**Exercise details**
Retype each record shown below, leaving every character as it is.
*** Opening Information shown ***
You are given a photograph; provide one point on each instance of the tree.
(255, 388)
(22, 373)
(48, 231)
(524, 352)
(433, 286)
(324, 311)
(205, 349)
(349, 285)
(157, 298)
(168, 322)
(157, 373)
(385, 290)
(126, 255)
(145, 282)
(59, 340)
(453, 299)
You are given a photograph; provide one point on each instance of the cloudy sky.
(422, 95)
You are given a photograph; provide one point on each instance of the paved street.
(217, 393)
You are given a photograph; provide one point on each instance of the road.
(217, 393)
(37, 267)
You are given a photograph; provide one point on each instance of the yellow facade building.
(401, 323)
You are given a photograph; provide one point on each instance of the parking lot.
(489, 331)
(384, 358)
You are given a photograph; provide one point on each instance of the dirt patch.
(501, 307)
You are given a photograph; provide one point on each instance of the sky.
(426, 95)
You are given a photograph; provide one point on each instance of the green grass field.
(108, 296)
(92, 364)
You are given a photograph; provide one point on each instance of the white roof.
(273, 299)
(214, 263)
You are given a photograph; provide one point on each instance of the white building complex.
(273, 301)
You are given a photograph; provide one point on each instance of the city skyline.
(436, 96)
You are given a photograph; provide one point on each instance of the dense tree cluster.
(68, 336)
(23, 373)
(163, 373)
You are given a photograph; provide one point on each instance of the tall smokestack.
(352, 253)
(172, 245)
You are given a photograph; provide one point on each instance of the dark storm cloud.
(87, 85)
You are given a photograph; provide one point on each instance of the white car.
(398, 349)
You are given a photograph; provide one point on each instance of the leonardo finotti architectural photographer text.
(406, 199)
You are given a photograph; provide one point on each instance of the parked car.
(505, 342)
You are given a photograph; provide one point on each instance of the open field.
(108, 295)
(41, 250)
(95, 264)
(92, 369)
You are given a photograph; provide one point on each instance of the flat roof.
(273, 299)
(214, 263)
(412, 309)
*** Closing Information shown ***
**Exercise response**
You are given a photograph; provide one point on each instance of the tree.
(255, 388)
(22, 373)
(48, 231)
(524, 352)
(433, 286)
(324, 311)
(205, 349)
(349, 285)
(157, 298)
(168, 322)
(157, 373)
(385, 290)
(126, 255)
(145, 282)
(59, 340)
(453, 299)
You are given a photograph; provide one point on each instance of the cloudy sky.
(422, 95)
You are given a photograph; provide one point on each instance of the paved street.
(217, 393)
You are given a photograph; provide one point on each instance of the road.
(217, 393)
(37, 267)
You are given a photograph; provide one point on each instance of the yellow facade building.
(401, 323)
You are given a photograph; provide one point on each instance of the parking lot.
(489, 331)
(384, 358)
You are given a photograph; provide one point on each instance of the dirt patch.
(501, 307)
You are given a photograph; provide one point on each instance of the sky.
(426, 95)
You are given a photograph; provide one point on each instance of the green grass field.
(108, 296)
(92, 364)
You are given a photograph; provide one point on each instance of the white roof.
(273, 299)
(214, 263)
You are given a photograph; provide one point on each instance of the white building complex.
(273, 301)
You are given a photograph; provide one point on each instance of the city skyline.
(436, 96)
You are given a photograph; provide one point on each instance of the dense tree cluster.
(68, 336)
(23, 373)
(163, 373)
You are given a photograph; provide one point on each instance of the tall smokestack.
(352, 253)
(172, 245)
You are given a photograph; provide one point on each instance of the dark storm cloud.
(87, 85)
You are given a photograph; provide one point on each instance of the white car.
(398, 349)
You are given a photograph; provide one point on each instance of the leonardo finotti architectural photographer text.
(406, 199)
You are given a photograph; provide one point on each instance of the parked car.
(505, 342)
You are given a photograph; provide one point on each instance of the open field.
(108, 295)
(41, 250)
(95, 264)
(92, 369)
You are given a photograph; provide one point on each instance of the flat roof.
(273, 299)
(214, 263)
(412, 309)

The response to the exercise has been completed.